Your objective: Report the lines of the material that carry the string "this".

Data extract:
————————
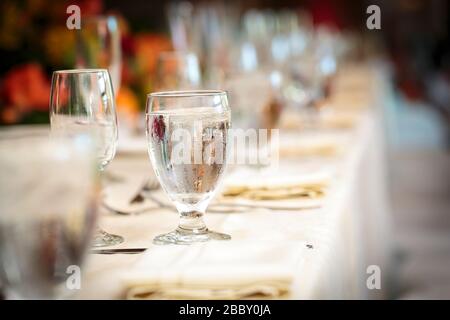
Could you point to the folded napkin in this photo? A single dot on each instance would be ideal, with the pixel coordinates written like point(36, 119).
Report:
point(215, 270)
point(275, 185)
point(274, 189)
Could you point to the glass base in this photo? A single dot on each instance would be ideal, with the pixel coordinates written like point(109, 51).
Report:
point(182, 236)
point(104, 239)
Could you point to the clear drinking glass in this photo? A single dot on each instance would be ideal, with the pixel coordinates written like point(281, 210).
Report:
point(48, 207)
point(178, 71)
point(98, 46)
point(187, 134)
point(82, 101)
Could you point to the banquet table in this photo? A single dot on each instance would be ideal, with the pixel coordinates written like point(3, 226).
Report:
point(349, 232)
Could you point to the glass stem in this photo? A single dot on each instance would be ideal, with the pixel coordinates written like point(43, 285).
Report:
————————
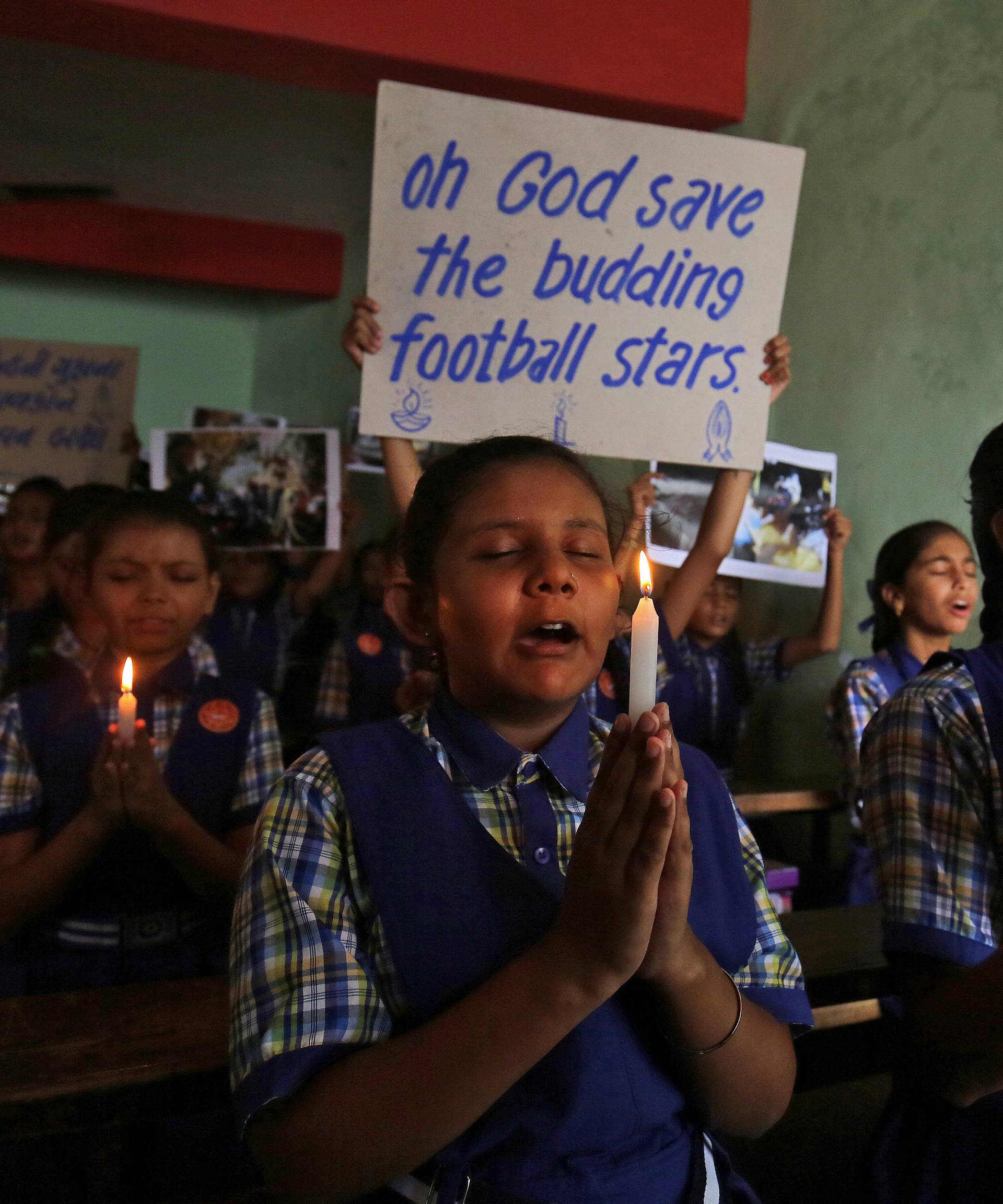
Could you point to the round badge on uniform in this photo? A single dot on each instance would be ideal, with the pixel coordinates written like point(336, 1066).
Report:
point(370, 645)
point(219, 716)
————————
Reply:
Could you point to the folded napkin in this photo? A single dot on each instance would be ideal, with the pixel coordinates written like point(36, 119).
Could you point to the glass base in this photo? A single dot on each instance would be ideal, with the pixel coordinates written like point(109, 51).
Could you point to the clear drinking glass in this photo? A single dot on each instance would be ideal, with the pixel coordinates written like point(281, 210).
Could you point to the banquet table in this photo? A single dot on each instance would be ideal, with the pixel coordinates written like point(3, 226).
Could you point to the glass stem in this photo? A single dot on each instance would be ideal, with the pixel coordinates written like point(43, 285).
Could you point to the round badge on uniform in this photo? A single dot on each instance would be ideal, with the pixel coordinates written like point(336, 1066).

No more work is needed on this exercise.